Supported California Legislation
California Nurses Association is committed to building a broad movement for transformative social change and confronting the powerful interests that dominate our economic and political system. We are proud to support legislation that reflects nurses’ values of caring, compassion, and community. Learn more about all our current supported California legislation.
A significant portion of patients with behavioral health care needs — including mental health and substance use considerations — enter California hospitals each year. In 2020, patients with behavioral health diagnoses represented one third of all inpatient hospitalizations and one fifth of all emergency department visits.
California must create hospital standards to ensure that hospitals have appropriate staff available and trained to respond to patients who may experience behavioral health emergencies. Additionally, California can create hospital standards to ensure timely treatment, admissions, and transfers of emergency department or observation unit patients with behavioral health needs. The state can also establish a fund to support state or county programs to hire and train psychiatric nurses or other psychiatric health care professionals who can respond to behavioral health emergencies within a hospital. Dedicating appropriately trained and licensed hospital staff to respond to behavioral health emergencies would help address the immediate care needs of hospital patients with behavioral health needs and would help address rising rates of workplace violence in emergency departments.
Surgical smoke generated during medical procedures contains toxic chemicals, gases, vapors, and particulates in addition to infectious particles and possibly even malignant and viable cancer cells. Surgical smoke can cause respiratory irritation, asthma exacerbation, infectious disease exposure, and other issues for health care workers. It also poses a threat to patients who may breathe in or be exposed to the toxic chemicals in surgical plume.
This bill would direct the Occupational Safety and Health Standards Board to adopt, within a certain time frame, an occupational safety and health standard mandating the removal of potentially dangerous surgical smoke generated during a variety of therapeutic procedures in acute-care setting.

◆ **Activities**
1. Based on the page about supported California legislation, explain why the text says hospitals should dedicate trained and licensed staff to behavioral health emergencies.
2. Using the page about supported California legislation, decide whether each statement agrees with the text. Answer yes or no, and quote the deciding words.
(a) In 2020, patients with behavioral health diagnoses made up one third of all emergency department visits.
(b) Surgical smoke is described as a danger to patients as well as to health care workers.
(c) The surgical smoke bill would have the Occupational Safety and Health Standards Board adopt a standard.
3. Resume the page about the California Nurses Association's supported legislation, picking up after its last sentence.

◆ **Information provided**

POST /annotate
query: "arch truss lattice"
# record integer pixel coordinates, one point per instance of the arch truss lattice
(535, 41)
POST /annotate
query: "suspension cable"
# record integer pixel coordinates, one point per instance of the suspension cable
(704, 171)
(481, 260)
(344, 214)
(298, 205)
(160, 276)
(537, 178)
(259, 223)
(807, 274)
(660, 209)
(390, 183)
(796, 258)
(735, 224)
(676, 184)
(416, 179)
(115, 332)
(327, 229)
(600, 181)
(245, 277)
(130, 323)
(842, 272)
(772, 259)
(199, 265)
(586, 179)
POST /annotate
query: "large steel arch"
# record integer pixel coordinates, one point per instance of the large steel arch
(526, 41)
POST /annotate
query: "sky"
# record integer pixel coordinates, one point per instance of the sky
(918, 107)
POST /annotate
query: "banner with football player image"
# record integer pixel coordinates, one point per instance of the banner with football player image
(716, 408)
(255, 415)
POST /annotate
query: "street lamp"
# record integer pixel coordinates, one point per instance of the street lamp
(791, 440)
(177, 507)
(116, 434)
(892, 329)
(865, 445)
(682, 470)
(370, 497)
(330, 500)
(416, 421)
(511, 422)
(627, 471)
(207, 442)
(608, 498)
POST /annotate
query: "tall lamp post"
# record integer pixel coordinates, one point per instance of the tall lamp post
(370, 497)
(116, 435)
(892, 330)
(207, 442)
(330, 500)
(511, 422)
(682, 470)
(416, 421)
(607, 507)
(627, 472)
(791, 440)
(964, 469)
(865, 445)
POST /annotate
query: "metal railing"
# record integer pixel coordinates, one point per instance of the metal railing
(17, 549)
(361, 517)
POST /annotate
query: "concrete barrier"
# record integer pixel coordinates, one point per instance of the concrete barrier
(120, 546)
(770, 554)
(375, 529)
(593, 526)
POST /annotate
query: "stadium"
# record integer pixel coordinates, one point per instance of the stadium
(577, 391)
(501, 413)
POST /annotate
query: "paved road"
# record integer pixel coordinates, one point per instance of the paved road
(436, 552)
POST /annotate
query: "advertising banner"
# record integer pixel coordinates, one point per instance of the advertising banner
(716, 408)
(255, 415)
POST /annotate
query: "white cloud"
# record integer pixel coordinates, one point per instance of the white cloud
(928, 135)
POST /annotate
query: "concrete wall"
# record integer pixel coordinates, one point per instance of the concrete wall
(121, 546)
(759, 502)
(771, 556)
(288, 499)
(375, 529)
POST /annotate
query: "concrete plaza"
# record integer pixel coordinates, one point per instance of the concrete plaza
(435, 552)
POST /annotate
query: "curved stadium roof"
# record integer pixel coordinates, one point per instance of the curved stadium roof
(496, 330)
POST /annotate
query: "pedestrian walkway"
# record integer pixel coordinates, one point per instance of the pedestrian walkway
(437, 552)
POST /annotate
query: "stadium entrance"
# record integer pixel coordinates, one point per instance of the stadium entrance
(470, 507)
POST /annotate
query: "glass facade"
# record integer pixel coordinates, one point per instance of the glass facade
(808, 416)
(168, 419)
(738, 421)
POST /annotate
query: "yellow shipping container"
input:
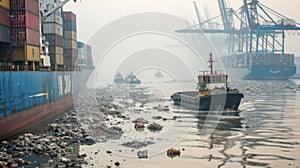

◆ **Answer section**
1. The text says that dedicating appropriately trained and licensed hospital staff to behavioral health emergencies would help meet the immediate care needs of hospital patients with behavioral health needs. It adds that this would also help address rising rates of workplace violence in emergency departments.

2.
(a) No: "one fifth of all emergency department visits."
(b) Yes: "It also poses a threat to patients who may breathe in or be exposed to the toxic chemicals in surgical plume."
(c) Yes: "direct the Occupational Safety and Health Standards Board to adopt, within a certain time frame, an occupational safety and health standard"

3.
This legislation requires regulations mandating the use of plume scavenging systems that capture and neutralize smoke at the site of origin sufficient to prevent ocular or respiratory contact.
For a few select professions, some workers do not have to prove that certain diseases and injuries were a result of their employment when they first file a workers’ compensation claim: these are called workers’ compensation presumptions. But, historically, these presumptions have not extended to nurses.
Workers’ compensation presumptions should be available for all frontline professions, including nurses.
This bill would modernize outdated California laws by making it easier for registered nurses to access the workers’ compensation system, just like the law currently protects other frontline health care workers like EMTs, paramedics, firefighters, and police officers; all of which are male-dominated fields. This would ensure all frontline health care workers have access to the same workers’ compensation presumptions, and be a vital step in achieving economic and gender equality.
Today’s U.S. health care system is a complex, fragmented multi-payer system that still leaves wide gaps of coverage and poses significant issues of affordability.
The California Guaranteed Health Care for All Act sets in motion a single-payer health care coverage system in California, called CalCare, for all residents, regardless of citizenship status. By streamlining payments and lowering per-capita health care spending, CalCare guarantees quality health care and long-term care without creating barriers to care or out-of-pocket costs.